* EXERCISE INPUTS *
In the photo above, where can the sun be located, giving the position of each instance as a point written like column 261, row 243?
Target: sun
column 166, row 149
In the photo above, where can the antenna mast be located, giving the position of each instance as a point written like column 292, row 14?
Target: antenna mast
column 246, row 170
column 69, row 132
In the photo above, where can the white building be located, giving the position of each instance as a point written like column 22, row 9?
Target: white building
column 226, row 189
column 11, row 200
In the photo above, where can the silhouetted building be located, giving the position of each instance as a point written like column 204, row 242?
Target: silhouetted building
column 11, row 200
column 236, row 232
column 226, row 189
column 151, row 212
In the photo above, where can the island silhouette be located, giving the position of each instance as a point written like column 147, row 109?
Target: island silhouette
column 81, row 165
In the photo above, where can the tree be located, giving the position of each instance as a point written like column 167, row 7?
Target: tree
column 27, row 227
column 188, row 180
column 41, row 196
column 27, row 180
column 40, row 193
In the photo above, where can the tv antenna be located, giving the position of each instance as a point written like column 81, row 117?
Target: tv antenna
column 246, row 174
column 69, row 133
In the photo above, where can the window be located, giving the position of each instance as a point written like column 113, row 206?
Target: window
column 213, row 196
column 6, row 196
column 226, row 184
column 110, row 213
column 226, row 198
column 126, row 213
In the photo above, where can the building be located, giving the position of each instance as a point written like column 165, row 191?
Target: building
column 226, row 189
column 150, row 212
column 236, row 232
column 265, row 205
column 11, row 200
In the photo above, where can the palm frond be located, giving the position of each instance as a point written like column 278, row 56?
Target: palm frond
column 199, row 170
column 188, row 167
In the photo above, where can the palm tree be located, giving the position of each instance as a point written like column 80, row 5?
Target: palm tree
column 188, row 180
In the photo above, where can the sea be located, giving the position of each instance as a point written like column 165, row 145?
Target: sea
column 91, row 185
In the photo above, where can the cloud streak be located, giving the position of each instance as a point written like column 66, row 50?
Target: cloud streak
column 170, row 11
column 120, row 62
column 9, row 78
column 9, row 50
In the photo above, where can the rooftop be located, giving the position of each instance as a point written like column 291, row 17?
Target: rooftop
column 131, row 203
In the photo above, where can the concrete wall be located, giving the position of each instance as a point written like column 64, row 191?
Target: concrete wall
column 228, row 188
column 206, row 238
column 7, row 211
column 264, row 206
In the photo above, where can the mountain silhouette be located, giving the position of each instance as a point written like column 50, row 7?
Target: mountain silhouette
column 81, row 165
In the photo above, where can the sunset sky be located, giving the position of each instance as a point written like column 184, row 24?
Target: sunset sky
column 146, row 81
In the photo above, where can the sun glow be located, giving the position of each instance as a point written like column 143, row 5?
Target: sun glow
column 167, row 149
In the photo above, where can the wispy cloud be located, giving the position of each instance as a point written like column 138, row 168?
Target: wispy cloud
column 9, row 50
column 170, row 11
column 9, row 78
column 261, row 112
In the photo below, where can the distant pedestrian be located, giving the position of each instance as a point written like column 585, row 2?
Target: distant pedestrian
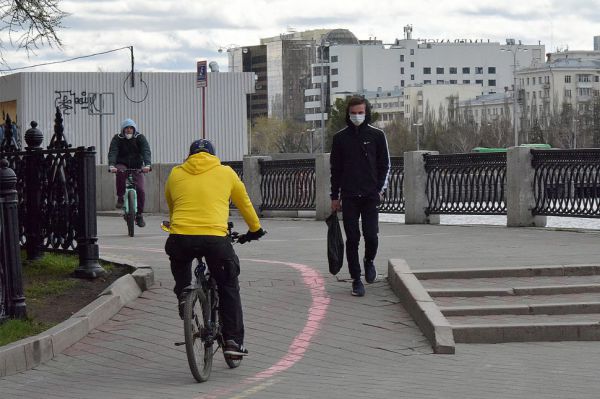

* WHAT IS BEING ASKED *
Turn the records above into a JSON list of strings with one string per line, leaving out blank lines and pictures.

* ANSWER TO THIS TASK *
[
  "In the photo above, where can the sun be located, giving the position of each instance as a point written like column 261, row 243?",
  "Target: sun",
  "column 166, row 149",
  "In the photo above, where can the antenna mast be located, giving the position of each instance as a point written like column 292, row 14?",
  "Target: antenna mast",
  "column 246, row 170",
  "column 69, row 132",
  "In the photo above, where can the white building be located, giving the position of each instance as a point written like column 22, row 9?",
  "Target: white building",
  "column 226, row 189",
  "column 11, row 200",
  "In the photo above, where can the silhouetted building be located, giving the position of each instance as a point written like column 204, row 242?",
  "Target: silhouetted building",
  "column 11, row 200",
  "column 236, row 232",
  "column 226, row 189",
  "column 151, row 212",
  "In the photo above, where can the island silhouette be located, giving the position of each instance as a point written like column 147, row 109?",
  "Target: island silhouette",
  "column 81, row 165",
  "In the photo above, where can the tree be located, giving the position of each instance as a point written like column 167, row 7?",
  "Target: tree",
  "column 27, row 227",
  "column 188, row 180",
  "column 41, row 196",
  "column 27, row 180",
  "column 40, row 193",
  "In the photo above, where can the tv antenna be located, giving the position of each instance as a point written like column 81, row 117?",
  "Target: tv antenna",
  "column 246, row 174",
  "column 69, row 133",
  "In the photo above, where can the window be located, giving the position of each instance as a point written like column 113, row 206?",
  "Target: window",
  "column 213, row 196",
  "column 6, row 196",
  "column 226, row 184",
  "column 110, row 213",
  "column 226, row 198",
  "column 126, row 213",
  "In the photo above, where can the building be located, giving the position of each instance as a point written like column 165, row 191?",
  "Target: building",
  "column 226, row 189",
  "column 150, row 212",
  "column 236, row 232",
  "column 265, row 205",
  "column 11, row 200",
  "In the photo above, where can the palm frond be located, giving the position of each instance as a point written like column 278, row 56?",
  "Target: palm frond",
  "column 199, row 170",
  "column 188, row 167",
  "In the photo above, where can the palm tree be located, giving the position of each instance as a point written like column 80, row 5?",
  "Target: palm tree",
  "column 188, row 180",
  "In the photo above, where can the sea be located, giving the position of each instance as a point written like column 165, row 145?",
  "Target: sea",
  "column 91, row 185",
  "In the photo above, where can the cloud streak be located, giving the position of each instance as a point written like column 66, row 50?",
  "Target: cloud streak",
  "column 170, row 11",
  "column 120, row 62",
  "column 9, row 78",
  "column 9, row 50",
  "In the photo above, where can the rooftop be located, giving the position of each instance as a point written like column 291, row 17?",
  "Target: rooftop",
  "column 131, row 203",
  "In the photo above, where can the concrete wall be located, giving the position of each instance as a point written like column 64, row 191?",
  "Target: concrete wall",
  "column 228, row 188",
  "column 206, row 238",
  "column 7, row 211",
  "column 264, row 206",
  "In the photo above, where can the mountain silhouette be located, giving the position of each instance as a point written like column 50, row 7?",
  "Target: mountain silhouette",
  "column 81, row 165",
  "In the photo above, where can the sunset sky be located, giving the position of each instance as a point written like column 184, row 24?",
  "Target: sunset sky",
  "column 146, row 81",
  "In the photo above, where can the sun glow be located, giving the position of each instance as a point written like column 143, row 5?",
  "Target: sun glow",
  "column 167, row 149",
  "In the photo above, where can the wispy cloud be located, giving the position of each instance as a point written like column 138, row 168?",
  "Target: wispy cloud",
  "column 9, row 50",
  "column 170, row 11",
  "column 9, row 78",
  "column 261, row 112",
  "In the photo below, where can the distant pedestrian be located, giving the position of each instance as a point written like column 585, row 2?",
  "Target: distant pedestrian"
]